#### [Task goal]
Print the data below again in full, exactly as it stands, with no images.
##### Study material
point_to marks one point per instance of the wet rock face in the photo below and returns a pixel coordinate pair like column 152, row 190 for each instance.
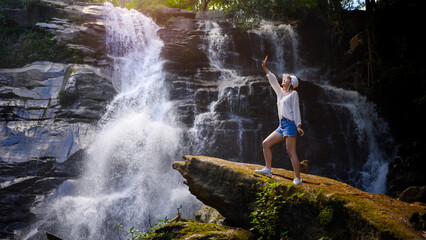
column 24, row 185
column 320, row 207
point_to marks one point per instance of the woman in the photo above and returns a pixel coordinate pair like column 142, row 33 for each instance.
column 290, row 122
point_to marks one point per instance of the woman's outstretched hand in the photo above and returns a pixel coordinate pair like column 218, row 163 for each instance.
column 264, row 65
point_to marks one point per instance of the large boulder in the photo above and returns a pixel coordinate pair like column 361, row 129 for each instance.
column 320, row 207
column 48, row 109
column 407, row 169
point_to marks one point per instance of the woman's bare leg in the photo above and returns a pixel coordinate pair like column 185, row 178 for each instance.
column 272, row 139
column 291, row 151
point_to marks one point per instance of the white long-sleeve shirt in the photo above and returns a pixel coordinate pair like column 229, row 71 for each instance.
column 287, row 103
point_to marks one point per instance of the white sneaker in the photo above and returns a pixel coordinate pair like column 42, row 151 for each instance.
column 297, row 181
column 264, row 172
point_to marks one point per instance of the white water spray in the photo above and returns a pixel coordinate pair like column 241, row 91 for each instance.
column 128, row 177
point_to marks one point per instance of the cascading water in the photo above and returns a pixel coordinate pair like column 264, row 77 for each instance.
column 350, row 142
column 201, row 134
column 128, row 177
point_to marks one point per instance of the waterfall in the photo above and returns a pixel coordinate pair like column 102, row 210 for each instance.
column 212, row 134
column 127, row 177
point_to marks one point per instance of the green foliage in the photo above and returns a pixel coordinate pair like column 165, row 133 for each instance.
column 325, row 216
column 134, row 234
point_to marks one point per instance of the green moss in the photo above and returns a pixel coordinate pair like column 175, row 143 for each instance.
column 325, row 216
column 196, row 230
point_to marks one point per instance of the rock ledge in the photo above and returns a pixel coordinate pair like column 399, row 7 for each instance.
column 232, row 189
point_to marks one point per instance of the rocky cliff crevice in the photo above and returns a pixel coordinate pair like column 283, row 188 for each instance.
column 321, row 207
##########
#### [Exercise result]
point_to marks one point per instance of the wet rock face in the photo below and returns a pixel coordinate pair like column 152, row 190 for each instance.
column 24, row 185
column 320, row 207
point_to marks one point per instance of the woman in the photo above and returns a pixel coordinate pair like column 142, row 33 for each instance.
column 290, row 122
point_to marks one point per instance of the woman's outstretched hand in the photo above and returns a pixel coordinate pair like column 218, row 163 for each instance.
column 264, row 65
point_to marks one point per instance of the large boulder in the photo above and returns a pixel coordinate pair like column 361, row 129 for each instance.
column 320, row 207
column 48, row 109
column 407, row 169
point_to marks one point per instance of the woman's bare leg in the photo above and returns a pixel coordinate pair like column 185, row 178 for each instance.
column 272, row 139
column 291, row 151
point_to marks one point per instance of the white long-sleeve shirt in the photo above and returns a pixel coordinate pair like column 229, row 71 for each instance.
column 287, row 103
point_to marks one point per instance of the white sneaker in the photo above and returns a pixel coordinate pair like column 42, row 151 for each instance.
column 297, row 181
column 264, row 172
point_to marks one point per instance of the white water spray in the photo above and returns a pixel coordinate pair like column 241, row 91 for each instance.
column 128, row 177
point_to marks one point per instance of the cascading water in the photo above and returns a pixel coordinate pair like column 264, row 77 for each instance.
column 350, row 142
column 201, row 134
column 128, row 177
point_to marks one point per instance of the waterfall in the photo above and returns a pixel coordinate pair like column 102, row 210 for each instance.
column 212, row 134
column 127, row 177
point_to marks one point per instance of the green foliage in the photo above and returns a pixel coordinate pair like column 165, row 133 for each instance.
column 325, row 216
column 134, row 234
point_to marks one point per instance of the green moss in the photo above and returns a pixel coordinate pair like column 175, row 143 for each instance.
column 325, row 216
column 196, row 230
point_to marks one point per instance of the rock ledge in the photo above and returns a pixel coordinate pair like column 399, row 7 for each instance.
column 232, row 189
point_to marks one point per instance of the rocky cliff crevice in the photo above and returns a pixel coordinate pair like column 283, row 188 for each instance.
column 321, row 207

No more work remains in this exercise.